*** Opening Provided records ***

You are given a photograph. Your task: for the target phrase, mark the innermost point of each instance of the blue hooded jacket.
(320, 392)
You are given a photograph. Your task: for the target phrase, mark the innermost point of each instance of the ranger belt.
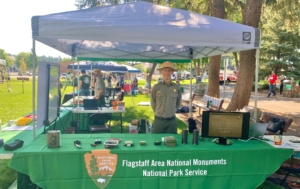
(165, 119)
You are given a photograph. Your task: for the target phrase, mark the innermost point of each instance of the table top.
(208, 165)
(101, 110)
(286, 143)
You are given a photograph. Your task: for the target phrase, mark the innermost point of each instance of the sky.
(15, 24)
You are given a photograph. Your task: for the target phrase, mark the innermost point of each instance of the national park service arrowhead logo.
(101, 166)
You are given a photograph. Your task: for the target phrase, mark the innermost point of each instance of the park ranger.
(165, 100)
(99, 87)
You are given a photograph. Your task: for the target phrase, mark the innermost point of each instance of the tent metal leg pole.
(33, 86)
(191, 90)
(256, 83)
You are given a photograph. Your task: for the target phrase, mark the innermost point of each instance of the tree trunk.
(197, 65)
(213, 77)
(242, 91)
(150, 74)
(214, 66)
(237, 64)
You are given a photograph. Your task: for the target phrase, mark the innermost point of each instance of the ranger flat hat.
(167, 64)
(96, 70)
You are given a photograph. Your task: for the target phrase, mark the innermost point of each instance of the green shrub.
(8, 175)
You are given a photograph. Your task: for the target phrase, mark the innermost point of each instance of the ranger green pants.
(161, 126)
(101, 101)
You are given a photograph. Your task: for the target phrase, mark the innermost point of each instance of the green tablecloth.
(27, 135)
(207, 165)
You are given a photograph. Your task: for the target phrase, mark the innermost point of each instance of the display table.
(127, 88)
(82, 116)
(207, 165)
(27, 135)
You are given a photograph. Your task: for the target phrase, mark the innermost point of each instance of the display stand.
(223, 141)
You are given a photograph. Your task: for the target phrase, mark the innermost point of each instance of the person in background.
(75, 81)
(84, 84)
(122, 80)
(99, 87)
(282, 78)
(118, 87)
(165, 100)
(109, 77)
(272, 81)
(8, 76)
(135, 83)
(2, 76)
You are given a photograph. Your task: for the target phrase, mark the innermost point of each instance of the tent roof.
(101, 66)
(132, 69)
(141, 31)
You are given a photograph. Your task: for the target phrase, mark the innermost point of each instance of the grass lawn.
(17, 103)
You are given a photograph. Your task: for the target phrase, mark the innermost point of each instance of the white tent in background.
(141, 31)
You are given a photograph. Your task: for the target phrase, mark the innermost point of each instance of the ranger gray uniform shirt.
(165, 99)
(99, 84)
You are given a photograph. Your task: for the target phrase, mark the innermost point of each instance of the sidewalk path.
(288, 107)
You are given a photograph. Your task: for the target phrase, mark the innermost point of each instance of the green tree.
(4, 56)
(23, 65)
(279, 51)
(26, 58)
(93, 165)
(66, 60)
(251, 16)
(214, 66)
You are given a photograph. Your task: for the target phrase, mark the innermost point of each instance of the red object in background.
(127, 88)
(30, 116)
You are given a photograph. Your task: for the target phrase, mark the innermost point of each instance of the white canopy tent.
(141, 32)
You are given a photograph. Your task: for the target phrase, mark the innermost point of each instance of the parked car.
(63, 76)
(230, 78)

*** Closing Provided records ***
*** Opening Provided records ***

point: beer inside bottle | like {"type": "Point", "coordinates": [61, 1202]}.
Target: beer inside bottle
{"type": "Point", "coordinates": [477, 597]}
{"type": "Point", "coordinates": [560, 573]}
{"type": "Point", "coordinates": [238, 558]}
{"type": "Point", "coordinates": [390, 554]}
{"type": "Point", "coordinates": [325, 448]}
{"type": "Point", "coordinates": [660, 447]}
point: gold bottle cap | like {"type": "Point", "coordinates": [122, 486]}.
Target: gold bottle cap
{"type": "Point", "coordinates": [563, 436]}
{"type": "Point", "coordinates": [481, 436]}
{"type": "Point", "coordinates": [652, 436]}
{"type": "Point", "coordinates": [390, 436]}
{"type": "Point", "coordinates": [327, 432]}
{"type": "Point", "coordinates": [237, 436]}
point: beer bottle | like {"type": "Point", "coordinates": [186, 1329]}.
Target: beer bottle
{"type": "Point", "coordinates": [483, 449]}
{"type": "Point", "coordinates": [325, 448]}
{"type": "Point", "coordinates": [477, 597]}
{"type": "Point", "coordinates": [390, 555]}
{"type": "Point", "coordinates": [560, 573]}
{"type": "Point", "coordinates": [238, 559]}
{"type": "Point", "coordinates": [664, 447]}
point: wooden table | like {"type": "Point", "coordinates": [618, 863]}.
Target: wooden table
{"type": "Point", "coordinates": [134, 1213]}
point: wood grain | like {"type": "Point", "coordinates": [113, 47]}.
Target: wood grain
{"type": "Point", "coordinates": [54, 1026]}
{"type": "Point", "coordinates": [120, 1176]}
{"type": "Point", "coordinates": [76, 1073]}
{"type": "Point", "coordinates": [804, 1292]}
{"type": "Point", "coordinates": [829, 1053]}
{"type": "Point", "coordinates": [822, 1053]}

*** Closing Provided records ***

*Work instructions*:
Only one stretch of the entries above is wanted: the lines from the one containing "point: wooden table" through the one containing "point: wood grain". Please reproduce it exactly.

*Response below*:
point: wooden table | like {"type": "Point", "coordinates": [618, 863]}.
Target: wooden table
{"type": "Point", "coordinates": [134, 1213]}
point: wood grain | like {"type": "Point", "coordinates": [113, 47]}.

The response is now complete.